*Work to be completed*.
Output only the lines of the entries that follow, starting at the one with "Target: red backpack" and running down to the one with "Target: wooden deck", both included and unchanged.

++++++++

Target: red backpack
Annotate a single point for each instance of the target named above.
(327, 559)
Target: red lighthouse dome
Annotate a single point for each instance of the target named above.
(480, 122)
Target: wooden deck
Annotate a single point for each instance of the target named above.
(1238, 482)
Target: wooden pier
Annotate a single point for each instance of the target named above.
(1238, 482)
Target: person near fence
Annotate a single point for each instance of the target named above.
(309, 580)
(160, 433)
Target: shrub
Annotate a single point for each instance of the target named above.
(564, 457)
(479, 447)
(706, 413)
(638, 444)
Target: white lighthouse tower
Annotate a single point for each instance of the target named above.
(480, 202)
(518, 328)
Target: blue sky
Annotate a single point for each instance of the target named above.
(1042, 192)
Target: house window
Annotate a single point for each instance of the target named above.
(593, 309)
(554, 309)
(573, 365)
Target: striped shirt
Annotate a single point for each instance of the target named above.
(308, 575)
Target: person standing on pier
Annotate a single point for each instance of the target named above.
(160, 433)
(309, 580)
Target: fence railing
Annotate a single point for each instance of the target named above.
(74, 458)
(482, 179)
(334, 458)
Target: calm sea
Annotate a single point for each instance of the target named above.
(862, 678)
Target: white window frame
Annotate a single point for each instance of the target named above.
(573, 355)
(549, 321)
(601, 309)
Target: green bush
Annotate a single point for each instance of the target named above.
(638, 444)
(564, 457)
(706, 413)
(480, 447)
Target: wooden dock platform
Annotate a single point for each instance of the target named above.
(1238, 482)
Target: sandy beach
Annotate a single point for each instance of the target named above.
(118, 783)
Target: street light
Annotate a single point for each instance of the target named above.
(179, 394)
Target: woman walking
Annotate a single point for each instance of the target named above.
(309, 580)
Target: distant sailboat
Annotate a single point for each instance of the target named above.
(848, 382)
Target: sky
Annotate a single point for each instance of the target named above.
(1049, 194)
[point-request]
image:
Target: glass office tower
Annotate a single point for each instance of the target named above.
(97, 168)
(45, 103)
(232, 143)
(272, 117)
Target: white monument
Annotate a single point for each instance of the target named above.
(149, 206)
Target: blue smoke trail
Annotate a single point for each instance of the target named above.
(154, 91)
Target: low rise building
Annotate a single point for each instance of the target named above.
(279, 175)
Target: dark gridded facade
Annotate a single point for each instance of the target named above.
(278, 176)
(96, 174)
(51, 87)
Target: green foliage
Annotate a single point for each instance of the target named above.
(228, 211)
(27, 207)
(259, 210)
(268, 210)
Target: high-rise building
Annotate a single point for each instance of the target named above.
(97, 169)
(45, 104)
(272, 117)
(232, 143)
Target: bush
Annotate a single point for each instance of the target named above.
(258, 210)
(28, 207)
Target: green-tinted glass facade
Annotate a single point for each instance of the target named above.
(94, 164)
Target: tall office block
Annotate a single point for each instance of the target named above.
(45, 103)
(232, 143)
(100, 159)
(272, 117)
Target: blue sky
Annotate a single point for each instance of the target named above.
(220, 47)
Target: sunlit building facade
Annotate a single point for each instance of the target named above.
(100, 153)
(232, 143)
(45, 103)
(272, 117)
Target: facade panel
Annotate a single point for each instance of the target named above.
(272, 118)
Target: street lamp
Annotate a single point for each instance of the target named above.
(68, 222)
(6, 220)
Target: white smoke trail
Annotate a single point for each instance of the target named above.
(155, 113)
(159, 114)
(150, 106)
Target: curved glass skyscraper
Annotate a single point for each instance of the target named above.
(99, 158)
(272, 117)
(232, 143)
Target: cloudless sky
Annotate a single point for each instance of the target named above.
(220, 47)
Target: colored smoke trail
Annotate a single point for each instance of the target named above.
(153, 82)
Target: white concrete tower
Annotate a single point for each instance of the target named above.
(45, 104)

++++++++

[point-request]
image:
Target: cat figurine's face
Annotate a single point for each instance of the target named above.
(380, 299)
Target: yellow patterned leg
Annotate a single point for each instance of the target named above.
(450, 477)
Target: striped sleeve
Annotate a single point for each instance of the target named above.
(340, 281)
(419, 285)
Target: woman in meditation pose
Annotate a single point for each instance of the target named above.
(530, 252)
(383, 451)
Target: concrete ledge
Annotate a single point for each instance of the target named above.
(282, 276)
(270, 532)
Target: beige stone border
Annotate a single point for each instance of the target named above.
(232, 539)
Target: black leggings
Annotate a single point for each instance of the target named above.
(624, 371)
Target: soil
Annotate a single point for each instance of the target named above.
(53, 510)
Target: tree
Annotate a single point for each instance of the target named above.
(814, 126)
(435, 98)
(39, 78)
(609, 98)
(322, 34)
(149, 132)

++++++++

*Answer to this problem*.
Target: red backpack
Annotate a single point for each instance of the target named above.
(327, 559)
Target: red lighthouse dome
Annotate a single point for each instance of the target named above.
(480, 122)
Target: wooden deck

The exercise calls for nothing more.